◆ YOUR TASK:
Write the entries out again. Each one must match exactly.

════════

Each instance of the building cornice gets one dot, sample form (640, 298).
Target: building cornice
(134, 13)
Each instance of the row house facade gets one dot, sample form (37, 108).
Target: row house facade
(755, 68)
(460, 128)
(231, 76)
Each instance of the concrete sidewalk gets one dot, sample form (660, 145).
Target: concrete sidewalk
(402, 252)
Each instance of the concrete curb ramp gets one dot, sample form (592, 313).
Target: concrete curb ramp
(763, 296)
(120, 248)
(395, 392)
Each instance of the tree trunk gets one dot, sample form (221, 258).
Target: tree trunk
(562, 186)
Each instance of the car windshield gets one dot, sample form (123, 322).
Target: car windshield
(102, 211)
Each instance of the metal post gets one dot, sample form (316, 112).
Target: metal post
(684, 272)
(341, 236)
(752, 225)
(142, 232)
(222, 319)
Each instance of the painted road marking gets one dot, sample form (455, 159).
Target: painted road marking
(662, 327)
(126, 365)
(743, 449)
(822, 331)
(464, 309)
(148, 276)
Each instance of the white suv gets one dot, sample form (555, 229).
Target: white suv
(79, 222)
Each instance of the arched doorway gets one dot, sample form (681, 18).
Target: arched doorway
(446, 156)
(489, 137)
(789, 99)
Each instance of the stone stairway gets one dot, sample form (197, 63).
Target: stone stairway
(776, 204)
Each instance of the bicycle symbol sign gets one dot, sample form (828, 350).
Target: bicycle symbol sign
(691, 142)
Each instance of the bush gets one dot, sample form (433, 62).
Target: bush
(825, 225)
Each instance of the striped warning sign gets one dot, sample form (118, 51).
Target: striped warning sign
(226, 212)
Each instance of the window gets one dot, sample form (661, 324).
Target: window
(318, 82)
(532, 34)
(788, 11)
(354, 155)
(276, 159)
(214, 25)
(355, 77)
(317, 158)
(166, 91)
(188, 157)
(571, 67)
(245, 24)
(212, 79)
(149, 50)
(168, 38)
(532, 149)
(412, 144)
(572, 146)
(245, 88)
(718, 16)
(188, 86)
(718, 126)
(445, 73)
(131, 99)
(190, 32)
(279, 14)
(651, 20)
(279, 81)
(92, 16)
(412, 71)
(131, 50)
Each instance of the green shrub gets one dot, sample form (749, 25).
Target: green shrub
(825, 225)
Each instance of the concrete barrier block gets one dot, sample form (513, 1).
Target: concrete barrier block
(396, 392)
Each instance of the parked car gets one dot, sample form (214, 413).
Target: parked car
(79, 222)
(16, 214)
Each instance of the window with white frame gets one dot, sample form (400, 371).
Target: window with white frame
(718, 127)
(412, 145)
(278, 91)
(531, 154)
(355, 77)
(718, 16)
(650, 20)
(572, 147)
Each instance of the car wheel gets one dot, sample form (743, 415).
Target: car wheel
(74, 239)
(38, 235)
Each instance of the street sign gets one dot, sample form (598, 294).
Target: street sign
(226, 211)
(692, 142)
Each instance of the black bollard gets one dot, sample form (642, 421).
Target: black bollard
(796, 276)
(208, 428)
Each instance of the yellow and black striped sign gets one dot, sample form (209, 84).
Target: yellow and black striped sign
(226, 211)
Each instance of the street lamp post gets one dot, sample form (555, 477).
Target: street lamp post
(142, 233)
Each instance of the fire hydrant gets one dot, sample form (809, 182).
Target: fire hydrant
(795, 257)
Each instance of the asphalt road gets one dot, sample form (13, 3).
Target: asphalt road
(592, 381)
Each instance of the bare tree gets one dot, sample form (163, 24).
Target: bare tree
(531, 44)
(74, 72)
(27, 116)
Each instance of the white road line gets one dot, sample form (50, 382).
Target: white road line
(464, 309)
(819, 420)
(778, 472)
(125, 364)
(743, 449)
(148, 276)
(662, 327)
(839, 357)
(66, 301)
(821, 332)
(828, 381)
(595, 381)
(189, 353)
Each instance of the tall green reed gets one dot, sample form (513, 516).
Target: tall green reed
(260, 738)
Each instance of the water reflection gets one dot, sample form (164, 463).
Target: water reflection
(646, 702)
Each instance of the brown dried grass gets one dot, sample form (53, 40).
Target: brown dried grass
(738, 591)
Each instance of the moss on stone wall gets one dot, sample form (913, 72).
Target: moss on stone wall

════════

◆ WORKED SOLUTION:
Each instance of the building cornice gets one dot, sample form (640, 298).
Target: building cornice
(134, 13)
Each instance of the row house facade gets one dot, sample form (37, 108).
Target: row house facade
(755, 68)
(460, 128)
(231, 76)
Each instance of the concrete sidewalk gets one dot, sample form (660, 145).
Target: concrete sidewalk
(402, 252)
Each instance of the concrete curb ramp gets one dot, sample form (592, 313).
Target: concrete curb ramp
(763, 296)
(120, 248)
(395, 392)
Each instance of the tree trunk gets one dot, sample form (221, 258).
Target: tree trunk
(562, 186)
Each instance of the car windshield gets one dot, sample form (123, 322).
Target: car windshield
(102, 211)
Each instance of the metal post gets one dot, sample form (316, 112).
Target: metal post
(684, 272)
(341, 236)
(752, 225)
(142, 232)
(222, 319)
Each instance of the painted road marking gets one dot, sample form (455, 159).
Target: painted road marking
(662, 327)
(126, 365)
(743, 449)
(822, 331)
(464, 309)
(148, 276)
Each instance of the white suv gets one dot, sample form (555, 229).
Target: white suv
(79, 222)
Each instance of the arched doorway gets one dot, sample form (681, 18).
Target: arched doorway
(446, 156)
(489, 137)
(789, 99)
Each instance of the stone stairway gets one dot, sample form (197, 63).
Target: stone stairway
(776, 204)
Each instance of the bicycle symbol sign gets one dot, sample form (828, 350).
Target: bicycle symbol sign
(691, 142)
Each instance of the bush gets one dot, sample form (433, 62).
Target: bush
(825, 225)
Each instance of the striped warning sign gets one dot, sample form (118, 51).
Target: striped warning sign
(226, 212)
Each instance of the window gets one dot, sample form (661, 324).
Target: window
(318, 82)
(532, 34)
(788, 11)
(354, 155)
(276, 159)
(214, 25)
(355, 77)
(317, 158)
(166, 91)
(188, 157)
(571, 67)
(245, 24)
(212, 79)
(149, 50)
(168, 38)
(532, 149)
(412, 144)
(572, 146)
(245, 88)
(718, 16)
(188, 86)
(718, 126)
(445, 73)
(131, 99)
(190, 32)
(279, 14)
(651, 20)
(279, 81)
(92, 16)
(412, 71)
(131, 50)
Each instance of the green shrub gets one dot, sample form (749, 25).
Target: green shrub
(825, 225)
Each instance of the concrete barrier block gets one dot, sample form (513, 1).
Target: concrete barrier block
(396, 392)
Each instance of the parked car gets one dot, sample form (214, 413).
Target: parked car
(79, 222)
(16, 214)
Each instance of the window with white frame gets one dot, sample form (400, 371).
Target: window with white frame
(718, 127)
(412, 145)
(278, 91)
(531, 154)
(355, 77)
(718, 16)
(650, 20)
(572, 147)
Each instance of the car wheel gets one dot, sample form (743, 415).
Target: car wheel
(74, 239)
(38, 235)
Each instance of the street sign gets one dot, sample form (598, 294).
Target: street sign
(226, 211)
(692, 142)
Each instance of the black bollard gets one dot, sample form (642, 421).
Target: black bollard
(796, 276)
(208, 428)
Each instance of the yellow and black striped sign gets one dot, sample form (209, 84).
Target: yellow and black striped sign
(226, 211)
Each instance of the street lamp post gets one dot, sample form (555, 477).
Target: street lamp post
(142, 233)
Each instance of the fire hydrant gets one dot, sample form (809, 182).
Target: fire hydrant
(795, 257)
Each instance of the asphalt road gets one dot, sample form (13, 3).
Target: asphalt road
(592, 381)
Each instance of the bare tree gets one dot, sample form (163, 24).
Target: bare tree
(531, 44)
(74, 72)
(27, 116)
Each instance of the white road line gets one dot, sample form (50, 382).
Target: white road line
(464, 309)
(819, 420)
(778, 472)
(125, 364)
(743, 449)
(148, 276)
(662, 327)
(839, 357)
(66, 301)
(821, 332)
(828, 381)
(595, 381)
(189, 353)
Each instance of the tall green reed gets one dot, sample form (513, 516).
Target: tall green reed
(260, 738)
Each instance of the water reflection gets one dot, sample form (164, 463).
Target: water reflection
(646, 702)
Each instance of the brown dried grass gets one dot, sample form (53, 40).
Target: brown dried grass
(738, 591)
Each instance of the moss on stone wall gets one dot, sample form (913, 72).
Target: moss on stone wall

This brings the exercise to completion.